### Source
◇ ◇ ◇ ◇

The reconstruction of Germany was a long process of rebuilding Germany after the destruction endured during World War II. Germany had suffered heavy losses during the war, both in lives and industrial power. 6.9 to 7.5 million Germans had been killed, roughly 8.26 to 8.86% of the population (see also World War II casualties). The country's cities were severely damaged from heavy bombing in the closing chapters of the war and agricultural production was only 35% of what it was before the war.

At the Potsdam Conference, the victorious Allies ceded roughly 25% of Germany's pre-Anschluss territory to Poland and the Soviet Union. The German population in this area was expelled, together with the Germans of the Sudetenland and the German populations scattered throughout the rest of Eastern Europe. Between 1.5 and 2 million are said to have died in the process, depending on source. As a result, the population density grew in the "new" Germany that remained after the dismemberment.

◇ ◇ ◇ ◇

### Dataset rows
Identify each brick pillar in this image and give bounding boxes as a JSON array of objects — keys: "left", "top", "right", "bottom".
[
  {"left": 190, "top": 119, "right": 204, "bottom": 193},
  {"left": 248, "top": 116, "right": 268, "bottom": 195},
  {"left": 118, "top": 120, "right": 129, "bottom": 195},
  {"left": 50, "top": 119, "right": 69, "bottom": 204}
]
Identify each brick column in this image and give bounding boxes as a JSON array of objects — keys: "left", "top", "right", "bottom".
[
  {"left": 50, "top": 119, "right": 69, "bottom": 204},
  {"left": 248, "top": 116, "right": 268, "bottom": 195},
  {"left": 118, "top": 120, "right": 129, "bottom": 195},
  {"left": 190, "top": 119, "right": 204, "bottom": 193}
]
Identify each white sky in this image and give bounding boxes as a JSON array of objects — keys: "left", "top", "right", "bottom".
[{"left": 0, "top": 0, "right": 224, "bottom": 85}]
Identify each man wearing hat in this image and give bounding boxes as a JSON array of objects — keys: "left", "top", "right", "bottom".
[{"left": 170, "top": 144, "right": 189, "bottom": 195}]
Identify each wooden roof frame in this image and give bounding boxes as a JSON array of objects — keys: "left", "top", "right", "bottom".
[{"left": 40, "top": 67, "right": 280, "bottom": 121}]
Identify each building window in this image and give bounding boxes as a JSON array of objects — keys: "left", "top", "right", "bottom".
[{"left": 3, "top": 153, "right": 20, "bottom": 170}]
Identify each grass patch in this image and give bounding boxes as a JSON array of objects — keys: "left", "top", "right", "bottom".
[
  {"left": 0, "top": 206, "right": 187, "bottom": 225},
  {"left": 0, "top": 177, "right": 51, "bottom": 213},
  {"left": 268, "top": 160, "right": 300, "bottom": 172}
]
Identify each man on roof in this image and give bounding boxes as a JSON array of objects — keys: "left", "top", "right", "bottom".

◇ ◇ ◇ ◇

### What is expected
Extend the passage on the reconstruction of Germany after World War II, beginning immediately after its last sentence.

### The output
As agreed at Potsdam, an attempt was made to convert Germany into a pastoral and agricultural nation, allowing only light industry.  Many factories were dismantled as reparations or were simply destroyed (see also the Morgenthau Plan). Millions of German prisoners of war were for several years used as forced labor, by both the Western Allies and the Soviet Union. 

Beginning immediately after the German surrender and continuing for the next two years, the United States pursued a vigorous program to harvest all technological and scientific know-how, as well as all patents in Germany. John Gimbel comes to the conclusion in his book, Science Technology and Reparations: Exploitation and Plunder in Post-war Germany, that the "intellectual reparations" taken by the U.S. and the UK amounted to close to 10 billion dollars, equivalent to around 100 billion dollars in 2006. (see also Operation Paperclip).

As soon as 1945, the Allied forces worked heavily on removing Nazi influence from Germany in a process dubbed as "denazification".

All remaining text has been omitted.